— SEZIONE DEL DOCUMENTO —
Steve Hackett

"Spectral Mornings"

Steve Hackett - Spectral MorningsQuesta musica parla lo stesso linguaggio dei sogni. E potrei finire qui la trattazione del terzo album solista dello storico chitarrista dei Genesis. Ma i sogni non si esauriscono in due righe, hanno bisogno di essere approfonditi, penetrati, non sempre capiti perché ciò toglierebbe loro fascino, ma almeno discussi.
Che questa musica parli lo stesso linguaggio dei sogni lo si intuisce già dal dipinto di copertina, opera dell'allora musa hackettiana Kim Poor, il volto di Steve trasfigurato da una nebbia onirica, appunto, che sembra emergere dai fondali dell'inconscio. “Every Day” si muove alla velocità del vento con lancinanti soli sparati nella stratosfera, introduce all'istante nel cuore del disco, con la voce di Pete Hicks a dar sfogo a ciò che Steve da solo non potrebbe, la giusta ugola, ancora oggi perfetta, per intonare testi immaginifici che, come da genesisiana memoria, eludono piuttosto che dire, sfiorano, lanciano flash subliminali. I cori dello stesso Hackett e del bassista Dick Cadbury sono arcate luminose verso il cielo.

— MATERIALE FORNITO —
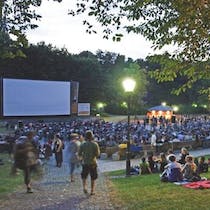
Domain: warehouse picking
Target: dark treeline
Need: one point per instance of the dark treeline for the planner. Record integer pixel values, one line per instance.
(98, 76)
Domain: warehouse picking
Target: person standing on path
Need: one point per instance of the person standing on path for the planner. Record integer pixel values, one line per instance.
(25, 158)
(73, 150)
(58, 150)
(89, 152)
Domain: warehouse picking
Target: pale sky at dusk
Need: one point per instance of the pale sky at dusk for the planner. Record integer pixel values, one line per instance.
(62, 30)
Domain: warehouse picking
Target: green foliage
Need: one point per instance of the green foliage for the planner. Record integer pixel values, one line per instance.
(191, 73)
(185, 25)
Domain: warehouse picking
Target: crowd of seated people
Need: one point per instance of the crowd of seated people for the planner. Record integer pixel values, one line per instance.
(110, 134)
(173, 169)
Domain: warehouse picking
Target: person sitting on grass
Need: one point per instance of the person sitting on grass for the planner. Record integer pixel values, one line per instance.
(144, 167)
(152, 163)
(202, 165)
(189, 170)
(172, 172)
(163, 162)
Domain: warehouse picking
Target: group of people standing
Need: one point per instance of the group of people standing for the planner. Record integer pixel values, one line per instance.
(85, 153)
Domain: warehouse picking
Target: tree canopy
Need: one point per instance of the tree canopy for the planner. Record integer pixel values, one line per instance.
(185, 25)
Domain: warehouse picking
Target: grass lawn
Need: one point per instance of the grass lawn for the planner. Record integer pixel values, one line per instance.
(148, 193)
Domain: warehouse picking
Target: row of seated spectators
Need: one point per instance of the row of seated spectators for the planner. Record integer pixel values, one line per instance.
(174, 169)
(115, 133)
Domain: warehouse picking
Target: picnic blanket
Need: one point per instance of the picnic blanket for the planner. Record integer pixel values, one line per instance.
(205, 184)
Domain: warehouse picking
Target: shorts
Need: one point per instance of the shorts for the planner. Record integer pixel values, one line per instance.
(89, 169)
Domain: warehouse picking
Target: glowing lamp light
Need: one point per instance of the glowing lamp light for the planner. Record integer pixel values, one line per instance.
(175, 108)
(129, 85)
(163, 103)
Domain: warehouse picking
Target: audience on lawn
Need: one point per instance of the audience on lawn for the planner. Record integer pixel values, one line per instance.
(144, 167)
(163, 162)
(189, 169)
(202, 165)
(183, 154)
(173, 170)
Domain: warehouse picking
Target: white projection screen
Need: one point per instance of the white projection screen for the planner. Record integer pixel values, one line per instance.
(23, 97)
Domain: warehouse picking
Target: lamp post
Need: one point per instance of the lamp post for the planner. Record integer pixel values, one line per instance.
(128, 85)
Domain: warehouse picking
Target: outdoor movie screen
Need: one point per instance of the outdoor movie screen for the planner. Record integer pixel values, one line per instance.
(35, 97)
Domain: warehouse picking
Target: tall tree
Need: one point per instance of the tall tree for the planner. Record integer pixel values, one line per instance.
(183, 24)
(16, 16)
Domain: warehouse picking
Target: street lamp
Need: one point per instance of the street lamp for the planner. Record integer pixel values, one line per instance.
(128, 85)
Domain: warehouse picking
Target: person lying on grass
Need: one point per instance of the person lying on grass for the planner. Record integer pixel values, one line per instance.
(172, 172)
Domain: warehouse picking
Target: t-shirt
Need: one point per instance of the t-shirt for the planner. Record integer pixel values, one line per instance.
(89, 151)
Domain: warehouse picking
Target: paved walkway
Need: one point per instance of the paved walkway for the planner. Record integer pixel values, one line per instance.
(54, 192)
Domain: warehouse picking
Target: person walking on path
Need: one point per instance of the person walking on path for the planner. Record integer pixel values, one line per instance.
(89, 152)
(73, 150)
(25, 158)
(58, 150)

* * *

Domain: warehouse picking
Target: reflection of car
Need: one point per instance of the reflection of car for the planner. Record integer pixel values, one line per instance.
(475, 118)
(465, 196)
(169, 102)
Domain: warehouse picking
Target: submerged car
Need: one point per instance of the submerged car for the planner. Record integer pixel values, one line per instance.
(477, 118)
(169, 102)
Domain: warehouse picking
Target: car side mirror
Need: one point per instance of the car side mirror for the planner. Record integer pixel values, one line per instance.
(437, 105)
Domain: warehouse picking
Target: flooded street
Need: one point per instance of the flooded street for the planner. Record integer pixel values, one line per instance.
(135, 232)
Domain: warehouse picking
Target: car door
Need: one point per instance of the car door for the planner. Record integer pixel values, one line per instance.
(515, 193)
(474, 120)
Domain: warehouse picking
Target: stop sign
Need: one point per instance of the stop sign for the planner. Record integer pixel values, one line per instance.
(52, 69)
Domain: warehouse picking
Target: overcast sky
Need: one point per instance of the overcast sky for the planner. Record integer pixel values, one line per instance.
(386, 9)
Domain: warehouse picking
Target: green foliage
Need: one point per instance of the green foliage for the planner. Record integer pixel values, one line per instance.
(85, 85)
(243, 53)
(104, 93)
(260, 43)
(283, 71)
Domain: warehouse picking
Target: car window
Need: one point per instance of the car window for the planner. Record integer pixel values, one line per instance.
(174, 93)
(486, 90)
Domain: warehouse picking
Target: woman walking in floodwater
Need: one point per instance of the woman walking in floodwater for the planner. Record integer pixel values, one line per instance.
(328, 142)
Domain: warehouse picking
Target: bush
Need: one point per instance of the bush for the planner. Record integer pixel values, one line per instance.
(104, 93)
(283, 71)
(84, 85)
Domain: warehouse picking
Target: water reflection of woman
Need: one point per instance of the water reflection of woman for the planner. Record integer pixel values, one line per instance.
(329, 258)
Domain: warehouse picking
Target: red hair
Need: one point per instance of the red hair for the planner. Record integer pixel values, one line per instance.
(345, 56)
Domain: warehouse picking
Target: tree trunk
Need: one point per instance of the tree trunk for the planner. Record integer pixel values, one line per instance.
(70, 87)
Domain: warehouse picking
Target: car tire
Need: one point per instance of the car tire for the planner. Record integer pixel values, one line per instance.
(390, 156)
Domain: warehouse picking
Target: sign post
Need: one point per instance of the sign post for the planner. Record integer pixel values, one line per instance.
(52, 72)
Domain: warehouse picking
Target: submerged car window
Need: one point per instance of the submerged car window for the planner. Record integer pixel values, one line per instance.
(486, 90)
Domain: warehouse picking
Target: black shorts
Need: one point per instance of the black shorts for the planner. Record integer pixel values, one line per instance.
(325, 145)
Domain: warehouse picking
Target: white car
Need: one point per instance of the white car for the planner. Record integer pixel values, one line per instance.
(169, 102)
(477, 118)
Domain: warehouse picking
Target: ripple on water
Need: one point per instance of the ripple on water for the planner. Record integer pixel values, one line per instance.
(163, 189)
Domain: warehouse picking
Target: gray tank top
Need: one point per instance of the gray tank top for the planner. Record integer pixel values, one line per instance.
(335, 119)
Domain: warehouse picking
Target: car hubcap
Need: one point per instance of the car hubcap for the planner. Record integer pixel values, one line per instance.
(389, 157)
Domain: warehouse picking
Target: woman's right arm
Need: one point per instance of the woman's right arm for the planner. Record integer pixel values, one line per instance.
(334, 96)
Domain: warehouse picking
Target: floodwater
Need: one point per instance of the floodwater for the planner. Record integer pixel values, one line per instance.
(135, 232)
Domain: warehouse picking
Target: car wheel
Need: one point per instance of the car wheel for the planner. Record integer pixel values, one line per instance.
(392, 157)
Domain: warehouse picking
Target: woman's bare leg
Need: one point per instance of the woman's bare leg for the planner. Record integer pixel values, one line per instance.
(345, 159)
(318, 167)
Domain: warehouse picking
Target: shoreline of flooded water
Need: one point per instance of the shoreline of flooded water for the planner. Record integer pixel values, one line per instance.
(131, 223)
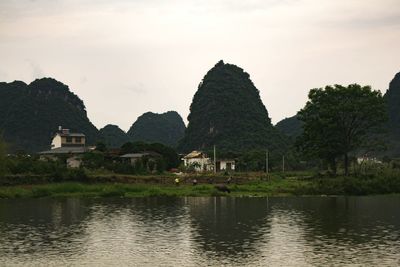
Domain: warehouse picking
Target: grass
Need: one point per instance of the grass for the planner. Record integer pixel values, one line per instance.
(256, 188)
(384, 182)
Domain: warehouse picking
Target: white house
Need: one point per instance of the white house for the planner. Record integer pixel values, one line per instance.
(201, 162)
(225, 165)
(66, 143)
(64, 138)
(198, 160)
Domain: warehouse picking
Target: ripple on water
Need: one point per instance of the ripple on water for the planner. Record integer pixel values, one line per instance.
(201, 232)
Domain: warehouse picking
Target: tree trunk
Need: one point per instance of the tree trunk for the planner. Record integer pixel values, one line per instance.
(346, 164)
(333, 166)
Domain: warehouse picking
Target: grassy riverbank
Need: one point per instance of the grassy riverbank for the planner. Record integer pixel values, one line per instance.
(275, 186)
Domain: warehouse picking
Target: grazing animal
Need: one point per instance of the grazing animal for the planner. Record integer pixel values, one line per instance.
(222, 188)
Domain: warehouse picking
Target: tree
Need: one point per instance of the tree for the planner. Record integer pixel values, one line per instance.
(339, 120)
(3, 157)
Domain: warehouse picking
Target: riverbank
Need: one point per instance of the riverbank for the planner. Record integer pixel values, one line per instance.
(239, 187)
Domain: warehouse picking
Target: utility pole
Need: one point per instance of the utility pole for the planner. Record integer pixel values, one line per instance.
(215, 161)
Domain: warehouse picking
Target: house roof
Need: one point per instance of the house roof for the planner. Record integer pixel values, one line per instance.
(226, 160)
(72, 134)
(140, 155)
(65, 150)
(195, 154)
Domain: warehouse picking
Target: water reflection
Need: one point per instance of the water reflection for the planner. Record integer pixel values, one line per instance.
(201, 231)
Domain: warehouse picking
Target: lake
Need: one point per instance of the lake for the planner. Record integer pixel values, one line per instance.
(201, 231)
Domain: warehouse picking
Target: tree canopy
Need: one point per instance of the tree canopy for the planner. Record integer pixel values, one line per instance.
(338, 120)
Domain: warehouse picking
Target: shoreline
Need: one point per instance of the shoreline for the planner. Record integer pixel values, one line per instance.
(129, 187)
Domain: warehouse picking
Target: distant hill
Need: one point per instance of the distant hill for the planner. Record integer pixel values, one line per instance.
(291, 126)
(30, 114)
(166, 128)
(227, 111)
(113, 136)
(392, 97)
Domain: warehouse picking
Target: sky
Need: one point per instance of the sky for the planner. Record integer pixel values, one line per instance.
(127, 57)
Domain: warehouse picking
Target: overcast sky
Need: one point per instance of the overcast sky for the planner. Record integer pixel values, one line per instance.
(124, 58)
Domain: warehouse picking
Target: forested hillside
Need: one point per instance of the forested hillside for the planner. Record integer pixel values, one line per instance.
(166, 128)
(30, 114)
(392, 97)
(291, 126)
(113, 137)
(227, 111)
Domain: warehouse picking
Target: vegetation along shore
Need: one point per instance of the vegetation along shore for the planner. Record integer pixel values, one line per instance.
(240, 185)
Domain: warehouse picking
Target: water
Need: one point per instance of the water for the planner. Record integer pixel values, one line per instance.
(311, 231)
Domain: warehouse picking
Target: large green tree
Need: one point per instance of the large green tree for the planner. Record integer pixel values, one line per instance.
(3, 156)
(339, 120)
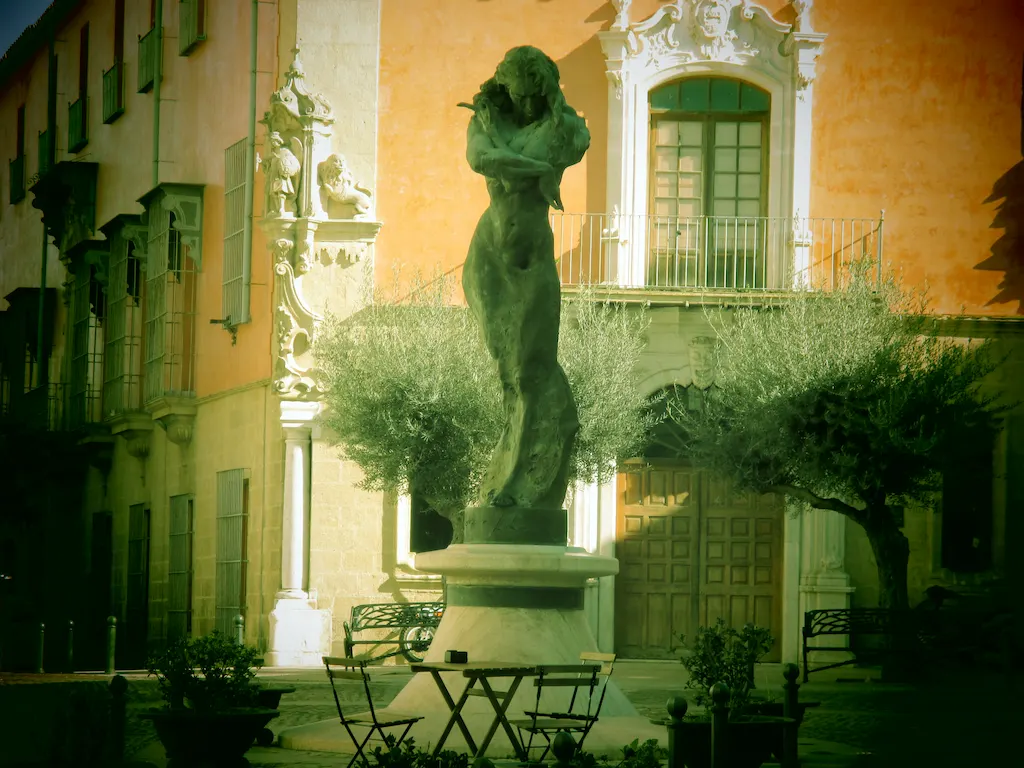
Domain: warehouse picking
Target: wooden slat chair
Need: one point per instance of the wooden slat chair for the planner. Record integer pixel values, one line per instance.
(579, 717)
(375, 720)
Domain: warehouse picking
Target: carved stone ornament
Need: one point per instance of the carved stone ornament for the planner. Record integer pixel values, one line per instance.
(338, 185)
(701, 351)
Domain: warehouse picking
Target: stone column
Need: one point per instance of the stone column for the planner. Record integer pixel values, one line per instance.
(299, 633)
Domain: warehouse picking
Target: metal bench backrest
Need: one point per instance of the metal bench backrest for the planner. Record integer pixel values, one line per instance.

* * *

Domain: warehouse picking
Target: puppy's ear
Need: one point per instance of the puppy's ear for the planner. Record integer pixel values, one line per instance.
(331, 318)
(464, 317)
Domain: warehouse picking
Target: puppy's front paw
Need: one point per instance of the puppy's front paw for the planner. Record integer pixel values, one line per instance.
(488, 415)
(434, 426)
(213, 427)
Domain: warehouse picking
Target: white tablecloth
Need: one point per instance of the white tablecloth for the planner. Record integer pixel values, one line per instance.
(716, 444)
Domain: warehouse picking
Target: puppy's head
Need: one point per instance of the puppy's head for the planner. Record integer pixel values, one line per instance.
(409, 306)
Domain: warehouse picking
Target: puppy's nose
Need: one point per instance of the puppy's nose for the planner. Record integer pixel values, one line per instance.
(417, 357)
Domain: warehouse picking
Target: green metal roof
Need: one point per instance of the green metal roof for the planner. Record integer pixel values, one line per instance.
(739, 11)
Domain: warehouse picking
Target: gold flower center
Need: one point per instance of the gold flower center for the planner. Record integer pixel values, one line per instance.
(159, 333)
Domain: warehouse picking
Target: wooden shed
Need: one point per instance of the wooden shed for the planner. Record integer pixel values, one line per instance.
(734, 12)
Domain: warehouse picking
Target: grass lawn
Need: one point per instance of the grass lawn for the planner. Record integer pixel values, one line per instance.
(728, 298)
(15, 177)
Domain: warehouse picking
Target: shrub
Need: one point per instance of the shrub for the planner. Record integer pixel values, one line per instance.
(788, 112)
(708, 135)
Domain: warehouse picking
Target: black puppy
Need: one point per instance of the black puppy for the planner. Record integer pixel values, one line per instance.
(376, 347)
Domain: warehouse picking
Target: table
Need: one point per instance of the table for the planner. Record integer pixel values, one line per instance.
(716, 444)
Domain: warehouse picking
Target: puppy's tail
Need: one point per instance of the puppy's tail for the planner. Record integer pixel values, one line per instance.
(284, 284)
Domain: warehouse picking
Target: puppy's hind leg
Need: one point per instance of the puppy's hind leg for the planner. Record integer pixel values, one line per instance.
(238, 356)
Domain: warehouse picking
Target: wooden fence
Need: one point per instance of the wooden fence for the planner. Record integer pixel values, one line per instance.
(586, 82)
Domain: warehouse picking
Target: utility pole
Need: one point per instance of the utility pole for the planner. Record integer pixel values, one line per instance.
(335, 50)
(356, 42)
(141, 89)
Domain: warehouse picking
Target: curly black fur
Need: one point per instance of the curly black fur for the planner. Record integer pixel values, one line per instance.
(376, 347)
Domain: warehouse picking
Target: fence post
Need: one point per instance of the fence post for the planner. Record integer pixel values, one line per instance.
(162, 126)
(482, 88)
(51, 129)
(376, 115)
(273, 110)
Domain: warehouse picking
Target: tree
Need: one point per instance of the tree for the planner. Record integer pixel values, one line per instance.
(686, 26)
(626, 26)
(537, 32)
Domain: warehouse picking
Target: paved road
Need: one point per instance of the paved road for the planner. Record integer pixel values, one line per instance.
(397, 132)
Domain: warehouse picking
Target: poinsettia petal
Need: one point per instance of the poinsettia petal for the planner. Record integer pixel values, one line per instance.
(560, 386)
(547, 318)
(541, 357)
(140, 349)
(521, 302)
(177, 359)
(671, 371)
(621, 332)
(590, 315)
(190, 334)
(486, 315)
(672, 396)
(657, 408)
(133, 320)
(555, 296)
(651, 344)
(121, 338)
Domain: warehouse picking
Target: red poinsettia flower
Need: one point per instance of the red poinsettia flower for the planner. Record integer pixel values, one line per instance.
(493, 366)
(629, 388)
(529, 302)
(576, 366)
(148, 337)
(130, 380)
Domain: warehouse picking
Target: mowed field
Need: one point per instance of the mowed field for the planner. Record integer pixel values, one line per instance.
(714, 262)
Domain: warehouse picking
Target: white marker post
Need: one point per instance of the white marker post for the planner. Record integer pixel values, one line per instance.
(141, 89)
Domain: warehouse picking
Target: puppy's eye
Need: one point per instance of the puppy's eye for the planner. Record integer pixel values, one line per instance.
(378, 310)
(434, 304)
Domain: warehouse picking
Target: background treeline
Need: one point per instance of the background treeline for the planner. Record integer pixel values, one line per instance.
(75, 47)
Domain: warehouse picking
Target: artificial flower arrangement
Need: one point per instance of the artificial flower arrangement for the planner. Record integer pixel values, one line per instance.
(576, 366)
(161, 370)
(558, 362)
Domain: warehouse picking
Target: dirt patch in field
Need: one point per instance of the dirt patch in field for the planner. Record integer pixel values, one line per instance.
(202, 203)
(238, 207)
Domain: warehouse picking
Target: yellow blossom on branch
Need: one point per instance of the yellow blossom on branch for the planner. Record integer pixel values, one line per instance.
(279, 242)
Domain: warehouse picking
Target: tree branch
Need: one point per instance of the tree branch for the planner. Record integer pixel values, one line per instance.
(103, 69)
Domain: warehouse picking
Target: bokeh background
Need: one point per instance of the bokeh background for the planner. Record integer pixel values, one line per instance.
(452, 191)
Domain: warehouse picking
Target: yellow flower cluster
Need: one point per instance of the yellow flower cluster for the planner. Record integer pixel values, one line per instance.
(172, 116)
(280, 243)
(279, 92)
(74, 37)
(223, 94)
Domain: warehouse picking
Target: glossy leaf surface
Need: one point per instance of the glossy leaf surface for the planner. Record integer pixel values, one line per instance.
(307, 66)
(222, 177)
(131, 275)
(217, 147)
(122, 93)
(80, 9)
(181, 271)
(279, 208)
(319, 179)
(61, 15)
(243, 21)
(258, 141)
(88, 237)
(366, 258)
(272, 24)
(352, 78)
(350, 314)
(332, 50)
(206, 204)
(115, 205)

— COMPITO 1 —
Chi ha realizzato il dipinto di copertina secondo il testo su Spectral Mornings?
— COMPITO 2 —
Riporta il passo del testo su Spectral Mornings che comincia con "Che questa musica" e prosegue fino a "verso il cielo.".

— RISPOSTA 1 —
Kim Poor, allora musa di Hackett.

— RISPOSTA 2 —
Che questa musica parli lo stesso linguaggio dei sogni lo si intuisce già dal dipinto di copertina, opera dell'allora musa hackettiana Kim Poor, il volto di Steve trasfigurato da una nebbia onirica, appunto, che sembra emergere dai fondali dell'inconscio. “Every Day” si muove alla velocità del vento con lancinanti soli sparati nella stratosfera, introduce all'istante nel cuore del disco, con la voce di Pete Hicks a dar sfogo a ciò che Steve da solo non potrebbe, la giusta ugola, ancora oggi perfetta, per intonare testi immaginifici che, come da genesisiana memoria, eludono piuttosto che dire, sfiorano, lanciano flash subliminali. I cori dello stesso Hackett e del bassista Dick Cadbury sono arcate luminose verso il cielo.